EXERCISE DESCRIPTION >> Verbatim copy, images excluded: write out each record shown below.

--- --- ---

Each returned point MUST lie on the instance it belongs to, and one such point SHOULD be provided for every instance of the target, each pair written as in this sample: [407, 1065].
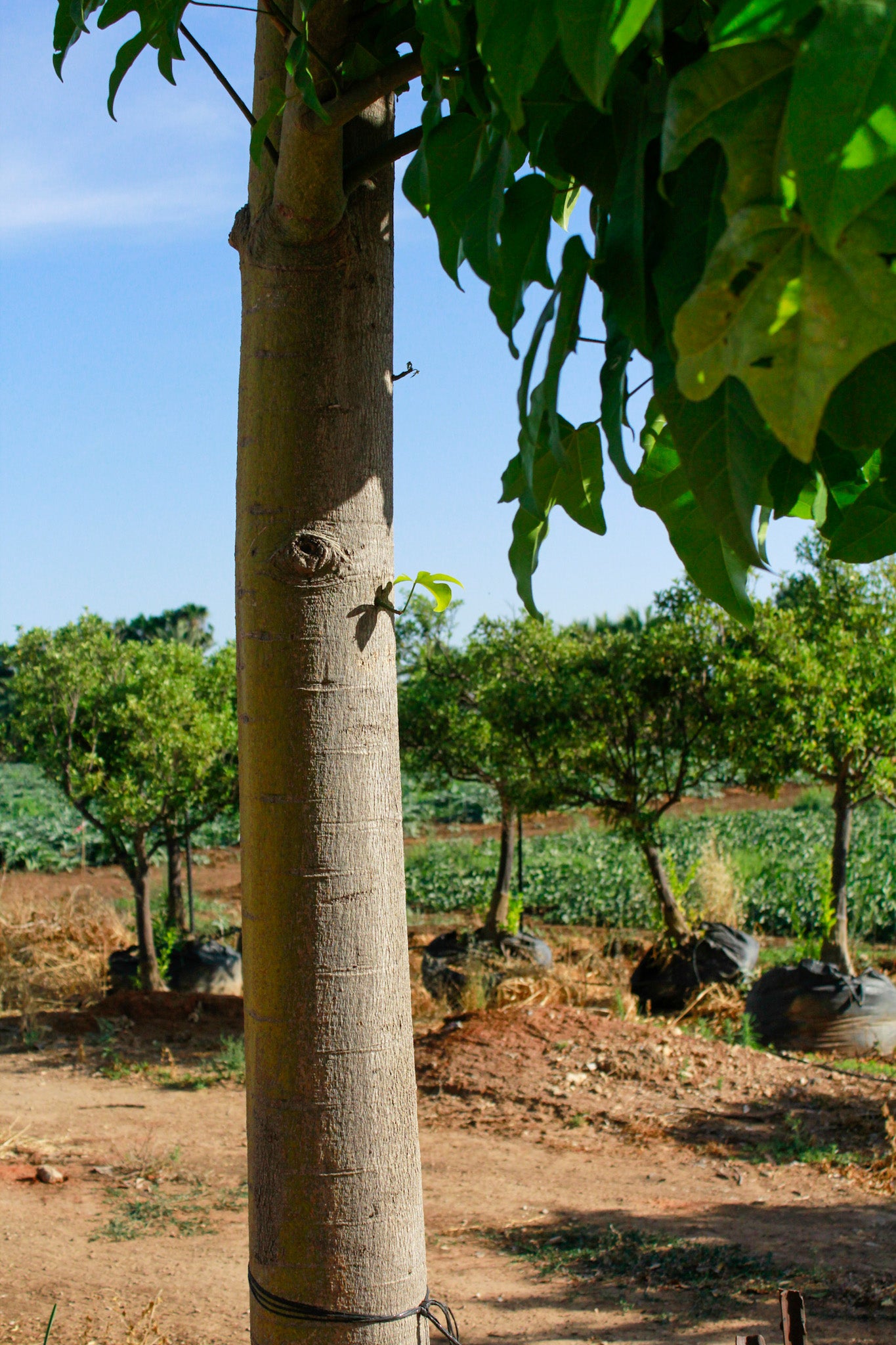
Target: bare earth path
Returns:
[521, 1139]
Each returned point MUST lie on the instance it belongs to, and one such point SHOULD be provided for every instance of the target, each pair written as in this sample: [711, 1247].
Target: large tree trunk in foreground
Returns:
[175, 912]
[500, 906]
[673, 919]
[836, 944]
[336, 1215]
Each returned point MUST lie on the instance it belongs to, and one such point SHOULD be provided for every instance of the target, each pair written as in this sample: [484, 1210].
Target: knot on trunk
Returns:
[309, 557]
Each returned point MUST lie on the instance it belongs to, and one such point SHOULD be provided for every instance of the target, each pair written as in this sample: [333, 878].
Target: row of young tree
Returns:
[629, 717]
[136, 722]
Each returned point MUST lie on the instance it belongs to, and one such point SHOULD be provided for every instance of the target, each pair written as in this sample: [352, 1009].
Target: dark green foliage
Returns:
[645, 1259]
[779, 860]
[740, 158]
[39, 829]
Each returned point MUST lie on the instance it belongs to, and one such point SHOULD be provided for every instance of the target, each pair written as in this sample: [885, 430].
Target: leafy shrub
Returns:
[38, 826]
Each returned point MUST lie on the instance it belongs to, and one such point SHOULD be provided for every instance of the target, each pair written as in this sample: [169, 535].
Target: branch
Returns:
[366, 92]
[222, 79]
[360, 170]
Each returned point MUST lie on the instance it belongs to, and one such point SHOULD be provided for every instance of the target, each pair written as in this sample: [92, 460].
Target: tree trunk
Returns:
[498, 916]
[673, 917]
[836, 950]
[175, 914]
[150, 974]
[336, 1216]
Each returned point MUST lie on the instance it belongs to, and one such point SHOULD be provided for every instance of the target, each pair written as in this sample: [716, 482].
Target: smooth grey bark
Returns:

--- --- ---

ANSWER SPACE >>
Each returned point MUST lie on the instance it belongs to, and one such point SHOULD be provided for every instance of the target, each pair written as in this sample: [407, 1065].
Target: bare earth path
Returns:
[521, 1139]
Each returned point MUST lie on the instance it belongs to, and one such point SHOULD be provided for every instance of the target, each pair written as in this sample: [711, 1247].
Target: large tree trunk in foreground
Returns:
[175, 912]
[500, 906]
[673, 919]
[836, 944]
[336, 1215]
Each returned point MUST lie on the instance it belongs to, and one such point SHOULD be provided for every instance of the target, each pair written as in this sample: [484, 1210].
Target: knot on trunk
Returns:
[309, 557]
Each returned point MUST lie on the instance it belongs to, and one such point SHOULD be provided for every instance of the target, each pair written as in this sample: [333, 878].
Target: row of young tree
Returns:
[629, 717]
[136, 722]
Each returned point MUST lie on the instance it belongs to, and one such point SHOULD be provided for every instance of the target, each pair written as in this sample: [352, 1009].
Target: dark green foliage
Returns:
[645, 1259]
[779, 860]
[740, 158]
[39, 829]
Each returned point MUST lie on the instance it belongs to, and one such point SHOULD be provided for every instance of the target, each pair written as in this sample: [885, 430].
Target: leafy shrub
Returns:
[38, 826]
Each returned point MUST lie on the instance it belongs to, and one such point SHOULD be provided for every instance of the target, each pair written as in this sample: [169, 535].
Target: branch
Returns:
[366, 92]
[222, 79]
[360, 170]
Each returned point MUST lie on the instance it belongs to, and one such point SHOULD be provided for every instance of the target, each pair written as in this sample: [92, 460].
Target: tree trunk
Returns:
[498, 916]
[673, 917]
[836, 950]
[175, 914]
[150, 974]
[336, 1216]
Each returned point MUST lie on the instance it belongs to, and one such point SHOULD be provided for every instance of the target, each pair written as in this sample: [716, 482].
Target: smooth grey bark
Returns:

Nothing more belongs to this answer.